TASK INSTRUCTIONS
1/ In the biography of Diana Beck, at which hospital did she establish the neurosurgery service?
2/ Rewrite the biography of Diana Beck between "Diana Jean Kinloch" and "A. A. Milne.", inclusive, changing "Middlesex Hospital" to "Royal Free Hospital".

DOCUMENT TEXT
□ □ □ □

British neurosurgeon (1900-1956)

Diana Jean Kinloch Beck (29 June 1900 or 1902 – 3 March 1956) was the first British female neurosurgeon. She established the neurosurgery service at the Middlesex Hospital in London. In 1952 she gained a public profile for performing life-saving surgery on A. A. Milne.

==Early life and education==
Diana Beck was born on 29 June 1900, (Note: Beck's date of birth as per the Civil Registration of Births Index for England and Wales is 1900. This is reflected in the Oxford Dictionary of National Biography. Her date of birth on the plaque in the Fitzrovia Chapel was listed as 1902 and this date was used in the initial announcement of her blue plaque but the plaque date was then corrected to 1900.) in Hoole, Chester, to James Beck, a tailor, and Margaret Helena Kinloch. She attended The Queen's School before studying medicine at the London School of Medicine for Women, where she won two prizes and a scholarship.

== Medical career ==
Beck's skill in surgery was recognised by Louisa Aldrich-Blake and after graduating in 1925, Beck was house surgeon at the Elizabeth Garrett Anderson Hospital and then at the Royal Free Hospital. Beck took time away from her career to care for her mother who was seriously ill. She then worked in general practice in Wrexham before returning to the Royal Free as Surgical Registrar from 1932 to 1936.

□ □ □ □

INFORMATION
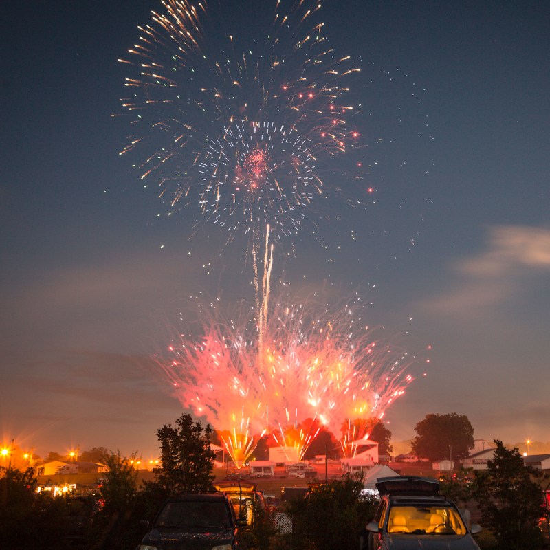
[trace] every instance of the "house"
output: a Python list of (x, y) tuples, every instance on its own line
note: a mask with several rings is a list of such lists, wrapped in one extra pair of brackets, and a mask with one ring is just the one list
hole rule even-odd
[[(356, 439), (349, 444), (348, 448), (351, 450), (348, 452), (350, 455), (355, 457), (362, 456), (365, 459), (368, 458), (375, 464), (379, 461), (378, 443), (376, 441), (365, 439)], [(342, 462), (342, 459), (340, 462)]]
[(464, 459), (461, 464), (464, 468), (473, 468), (474, 470), (486, 470), (487, 461), (492, 460), (494, 456), (495, 449), (490, 447), (484, 450), (478, 451)]
[(395, 477), (399, 476), (395, 470), (386, 464), (377, 464), (367, 472), (363, 478), (363, 485), (368, 491), (376, 490), (376, 483), (381, 477)]
[(413, 454), (412, 452), (408, 452), (406, 454), (398, 454), (395, 457), (395, 462), (406, 462), (406, 463), (413, 463), (413, 462), (429, 462), (428, 459), (420, 458), (417, 456), (416, 454)]
[(432, 468), (438, 472), (450, 472), (454, 468), (454, 464), (452, 460), (446, 459), (440, 460), (439, 462), (432, 463)]
[(523, 457), (523, 462), (536, 470), (550, 470), (550, 454), (529, 454)]
[(276, 463), (271, 460), (252, 461), (248, 468), (250, 475), (270, 476), (275, 475), (275, 466)]
[(36, 466), (36, 475), (38, 476), (54, 476), (60, 468), (67, 466), (67, 462), (62, 462), (60, 460), (54, 460), (51, 462), (45, 462)]
[(289, 476), (300, 476), (304, 477), (315, 477), (317, 470), (305, 462), (295, 462), (294, 464), (287, 464), (287, 474)]
[[(376, 443), (376, 456), (378, 456), (378, 443)], [(340, 467), (346, 474), (357, 474), (360, 472), (368, 472), (374, 466), (373, 454), (369, 450), (364, 451), (355, 456), (340, 459)]]
[(270, 447), (270, 460), (278, 465), (300, 461), (300, 453), (296, 447)]

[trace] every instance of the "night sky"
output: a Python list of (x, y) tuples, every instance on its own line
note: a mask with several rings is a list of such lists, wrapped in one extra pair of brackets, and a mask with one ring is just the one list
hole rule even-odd
[[(1, 9), (0, 426), (43, 456), (155, 456), (156, 430), (182, 408), (151, 358), (188, 297), (252, 296), (243, 239), (197, 226), (198, 208), (166, 216), (118, 154), (130, 132), (112, 116), (117, 59), (160, 9)], [(419, 357), (385, 417), (395, 441), (430, 412), (468, 415), (476, 438), (550, 441), (550, 8), (322, 10), (335, 50), (362, 69), (351, 94), (366, 146), (352, 156), (372, 164), (361, 185), (375, 192), (354, 184), (361, 208), (313, 208), (294, 253), (278, 245), (277, 278), (302, 296), (363, 293), (371, 322)]]

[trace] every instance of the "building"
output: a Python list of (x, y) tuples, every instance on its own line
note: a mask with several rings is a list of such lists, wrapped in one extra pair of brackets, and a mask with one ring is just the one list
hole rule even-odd
[(450, 472), (454, 468), (453, 461), (446, 459), (445, 460), (440, 460), (439, 462), (432, 462), (432, 468), (437, 470), (438, 472)]
[(495, 449), (490, 447), (485, 450), (478, 451), (470, 454), (467, 459), (464, 459), (462, 462), (462, 467), (465, 468), (473, 468), (474, 470), (486, 470), (487, 463), (492, 460), (494, 456)]
[(317, 470), (305, 462), (295, 462), (294, 464), (287, 464), (285, 469), (287, 474), (289, 476), (315, 477), (317, 475)]
[(288, 463), (300, 462), (300, 453), (296, 447), (270, 447), (270, 460), (278, 465), (285, 465)]
[(528, 454), (523, 462), (535, 470), (550, 470), (550, 454)]
[[(378, 457), (378, 443), (376, 443), (376, 456)], [(374, 466), (373, 454), (369, 450), (366, 450), (360, 454), (356, 454), (351, 458), (340, 459), (340, 466), (346, 474), (358, 474), (361, 472), (368, 472)]]
[(62, 462), (60, 460), (54, 460), (51, 462), (45, 462), (36, 466), (37, 476), (54, 476), (58, 470), (67, 466), (67, 462)]
[(54, 460), (36, 467), (36, 475), (55, 476), (69, 474), (102, 474), (107, 471), (104, 464), (96, 462), (62, 462)]
[(276, 463), (271, 460), (255, 460), (248, 466), (252, 476), (274, 476)]

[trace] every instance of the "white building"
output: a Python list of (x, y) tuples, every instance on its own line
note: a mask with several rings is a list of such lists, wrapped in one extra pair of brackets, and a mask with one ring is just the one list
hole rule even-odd
[(248, 466), (251, 475), (274, 476), (276, 463), (270, 460), (254, 460)]
[(432, 463), (432, 468), (438, 472), (450, 472), (454, 467), (453, 462), (449, 459)]
[(485, 450), (474, 452), (467, 459), (464, 459), (461, 463), (465, 468), (486, 470), (487, 461), (493, 459), (495, 450), (494, 448), (490, 447)]

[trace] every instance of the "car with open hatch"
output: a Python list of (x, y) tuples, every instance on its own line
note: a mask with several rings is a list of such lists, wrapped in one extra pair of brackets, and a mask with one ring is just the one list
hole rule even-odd
[(455, 504), (430, 478), (380, 478), (380, 504), (361, 537), (361, 550), (479, 550)]
[(162, 505), (138, 550), (238, 550), (245, 525), (224, 493), (178, 494)]
[(267, 504), (263, 494), (258, 490), (256, 483), (247, 481), (221, 481), (214, 485), (217, 491), (226, 493), (233, 505), (237, 518), (245, 518), (248, 525), (252, 524), (255, 509), (265, 510)]

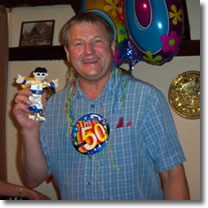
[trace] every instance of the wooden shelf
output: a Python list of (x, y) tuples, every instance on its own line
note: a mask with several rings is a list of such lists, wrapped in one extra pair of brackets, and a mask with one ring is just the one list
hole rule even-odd
[[(176, 56), (200, 56), (200, 40), (183, 40)], [(63, 46), (9, 48), (9, 61), (66, 60)]]

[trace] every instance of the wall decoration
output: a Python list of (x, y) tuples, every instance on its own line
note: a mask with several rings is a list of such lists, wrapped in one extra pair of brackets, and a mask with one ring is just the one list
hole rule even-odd
[(52, 45), (54, 20), (22, 22), (19, 46)]
[(179, 74), (171, 83), (168, 100), (173, 110), (187, 119), (200, 118), (200, 72)]

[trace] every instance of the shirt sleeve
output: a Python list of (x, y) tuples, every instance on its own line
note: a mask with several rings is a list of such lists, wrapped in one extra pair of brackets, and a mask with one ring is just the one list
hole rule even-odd
[(186, 158), (163, 93), (152, 90), (146, 108), (143, 134), (155, 170), (159, 173), (183, 163)]
[(40, 143), (41, 143), (43, 154), (44, 154), (46, 161), (47, 161), (48, 173), (50, 175), (52, 175), (52, 167), (51, 167), (47, 144), (46, 144), (47, 134), (46, 134), (46, 130), (45, 130), (45, 125), (46, 125), (45, 123), (46, 123), (46, 121), (42, 122), (41, 127), (40, 127)]

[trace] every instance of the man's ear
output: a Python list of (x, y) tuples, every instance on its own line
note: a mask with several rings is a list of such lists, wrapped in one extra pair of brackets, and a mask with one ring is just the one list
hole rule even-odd
[(66, 53), (67, 61), (70, 61), (70, 58), (69, 58), (69, 50), (66, 48), (66, 46), (64, 46), (64, 50), (65, 50), (65, 53)]

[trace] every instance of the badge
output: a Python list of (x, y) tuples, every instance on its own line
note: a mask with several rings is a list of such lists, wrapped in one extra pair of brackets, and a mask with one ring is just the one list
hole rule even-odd
[(109, 126), (103, 116), (90, 113), (76, 122), (71, 136), (77, 151), (92, 155), (106, 146), (109, 138)]

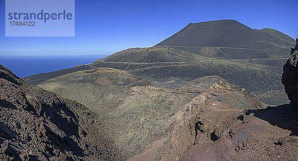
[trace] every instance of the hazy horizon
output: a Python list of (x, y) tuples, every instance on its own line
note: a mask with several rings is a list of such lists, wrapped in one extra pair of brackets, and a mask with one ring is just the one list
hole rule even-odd
[[(2, 21), (4, 1), (0, 1)], [(0, 55), (108, 55), (127, 48), (154, 46), (190, 22), (220, 19), (234, 19), (254, 29), (275, 29), (296, 39), (298, 22), (288, 11), (295, 10), (295, 4), (294, 0), (76, 0), (75, 37), (5, 37), (2, 24)]]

□ □ □ □

WRITTEN RESPONSES
1/ The Middlesex Hospital in London.

2/
Diana Jean Kinloch Beck (29 June 1900 or 1902 – 3 March 1956) was the first British female neurosurgeon. She established the neurosurgery service at the Royal Free Hospital in London. In 1952 she gained a public profile for performing life-saving surgery on A. A. Milne.